▶ **TRECHO DO DOCUMENTO**:
*****
06 Novembro 2019
"Diante de tão grave crime ambiental, assistimos estarrecidos à patética cena – mostrada em vídeo – em que o secretário de pesca, na presença do presidente da república, tenta engambelar os incautos, afirmando que os peixes são inteligentes e fogem do óleo, o que garantiria à população que os produtos do mar podem ser consumidos sem receio", escreve Solange Maria do Carmo, professora de Teologia na PUC-Minas.
Solange Maria do Carmo possui graduação em Teologia pela Faculdade Jesuíta de Filosofia e Teologia - FAJE/BH e graduação em Filosofia pela Pontifícia Universidade Católica de Minas Gerais - PUC-Minas. É mestre em teologia bíblica e doutora em Catequese pela Faculdade Jesuíta de Filosofia e Teologia - FAJE/BH. É co-autora da Coleção Catequese Permanente, pela Editora Paulus. Atualmente é professora no Instituto de Filosofia e Teologia Dom João Resende Costa da PUC-Minas e no Instituto Santo Tomás de Aquino - ISTA.
*****
▶ **REQUISITOS**: Dê sequência ao texto sobre o crime ambiental com óleo e a fala do secretário de pesca, começando logo após a última frase apresentada. A listagem que vem a seguir é um material à parte, sem relação com este texto.

▶ **BLOCO DE DADOS**:
*****
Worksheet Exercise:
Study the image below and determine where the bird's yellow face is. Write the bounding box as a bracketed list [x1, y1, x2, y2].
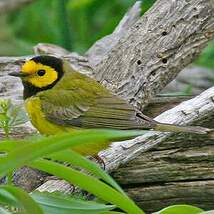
*****
▶ **RESPOSTA DO EXERCÍCIO**:
“Ao ver o anjo do Senhor, a mula empacou.
Balaão, enfurecido, bateu na mula com a vara” (Is 53,7)
“Os que dominaram o mundo e oprimiram e conquistaram,
os seus nomes são como letras dos nomes dos criminosos.
Conquistador entre nós é aquele que sabe amar.
Dá-me a flauta e canta
E esquece a injustiça do opressor.
Pois o lírio é uma taça para o orvalho
E não para o sangue”
(Khalil Gibran)
A Bíblia é um conjunto de livros, com estilos variados e gêneros literários para todos os gostos. Gênero não raro nos relatos bíblicos é a fábula. Desde a história do espinheiro que governou sobre as árvores da floresta (Jz 9,8-15) até a serpente falante que seduziu Eva e a induziu ao pecado (Gn 3,1-7), os relatos bíblicos, por meio de fábulas, trazem-nos ensinamentos preciosos. Árvores que elegem um rei e cobras com linguagem humana são possíveis somente em fábulas.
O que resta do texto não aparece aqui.